Schriftliche Aufgabe 1:
Beantworte anhand des Textauszugs folgende Fragen:
(a) Wie hieß das Gewinnspiel, das die Beklagte im Dezember 2018 veranstaltete?
(b) Welche Energieeffizienzklasse war auf der „Kachel“ vom 7.12.2018 für die Waschmaschine angegeben?
(c) In welcher Höhe verlangte der Kläger die Erstattung der Abmahnkostenpauschale?

Textauszug:
- - - - - - -
OLG Hamm v. 3.2.2022 - 4 U 89/20

Verbraucherrecht: Online-Werbung aus 2018 musste nicht auf Spektrum der Energieeffizienzklassen hinweisen

Unmittelbar aus Art. 6 Unterabsatz 1 lit. a) VO (EU) 2017/1369 ergibt sich für Lieferanten oder Händler energieverbrauchskennzeichnungsrelevanter Produkte keine Verpflichtung, in ihrer Werbung auf das Spektrum der Energieeffizienzklassen hinzuweisen. Die genannte Norm steht vielmehr unter dem Vorbehalt einer Konkretisierung durch einen delegierten Rechtsakt.

Der Sachverhalt:
Die Beklagte hatte im Dezember 2018 das Gewinnspiel „Bventskalender“ veranstaltet und dafür im Internet auf einer extra eingerichteten Seite Informationen veröffentlicht. Bei dem Gewinnspiel konnten die Teilnehmer an jedem der vierundzwanzig Tage vom 1.12.2018 bis zum 24.12.2018 unterschiedliche Sachpreise gewinnen. An jedem Gewinnspieltag zeigte die Beklagte unter der vorgenannten Seite unter der Überschrift „Auf diese tollen Gewinne dürfen Sie sich freuen“ jeweils eine „Kachelansicht“ mit den zukünftigen, d.h. für die nachfolgenden Gewinnspieltage vorgesehenen Sachpreisen.

Die einzelnen „Kacheln“ enthielten dabei eine Abbildung des jeweiligen Sachpreises mit einem kurzen Begleittext. Am 7.12.2018 enthielt die „Kachelansicht“ u.a. eine Abbildung einer „A Waschvollautomat“-Haushaltswaschmaschine. Neben der Waschmaschine und der Gerätebezeichnung „A Waschvollautomat“ enthielt die „Kachel“ noch den Schriftzug „Gesponsert von Persil“ sowie die Angabe der Energieeffizienzklasse („A+++“). Sonstige Angaben zu diesem Waschmaschinenmodell – insbesondere Angaben zum Spektrum der verfügbaren Effizienzklassen – enthielt die „Kachel“ nicht. Auch an anderer Stelle enthielt der Internetauftritt der Beklagten keine weiteren Informationen zu dem hier in Rede stehenden Produkt. Erst an einem späteren Tag im Dezember 2018 veröffentlichte die Beklagte in ihrem Internetauftritt weitergehende Informationen zu dem Waschmaschinenmodell mit Angaben zum Spektrum der Energieeffizienzklassen („Spektrum A+++ bis D“).

Der Kläger mahnte die Beklagte, gestützt auf das Lauterkeitsrecht, ab. Es liege ein Verstoß gegen Art. 6 der VO (EU) 2017/1369 vor. Der Kläger forderte die Beklagte zur Abgabe einer strafbewehrten Unterlassungserklärung sowie zur Erstattung der Abmahnkostenpauschale i.H.v. 229 € auf. Die Beklagte wies die Forderungen des Klägers zurück.
- - - - - - -
Vorliegende Einträge:
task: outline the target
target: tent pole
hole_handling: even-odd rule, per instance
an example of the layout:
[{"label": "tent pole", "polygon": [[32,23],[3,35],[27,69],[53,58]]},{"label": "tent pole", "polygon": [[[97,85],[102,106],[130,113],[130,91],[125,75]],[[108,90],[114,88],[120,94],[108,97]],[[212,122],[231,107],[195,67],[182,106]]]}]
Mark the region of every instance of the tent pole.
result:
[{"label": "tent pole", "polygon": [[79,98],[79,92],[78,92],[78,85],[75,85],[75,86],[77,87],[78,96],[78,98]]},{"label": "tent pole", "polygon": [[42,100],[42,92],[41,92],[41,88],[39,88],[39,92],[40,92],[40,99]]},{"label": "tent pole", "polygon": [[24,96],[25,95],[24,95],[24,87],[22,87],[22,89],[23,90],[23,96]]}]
- - - - - - -
Schriftliche Aufgabe 2: Zähle die Zeilen der Einträge, in denen das Wort "pole" vorkommt, und nenne nur die Zahl.

Lösung 1:
(a) Das Gewinnspiel hieß „Bventskalender“.
(b) Angegeben war die Energieeffizienzklasse „A+++“.
(c) Der Kläger verlangte 229 €.

Lösung 2: 4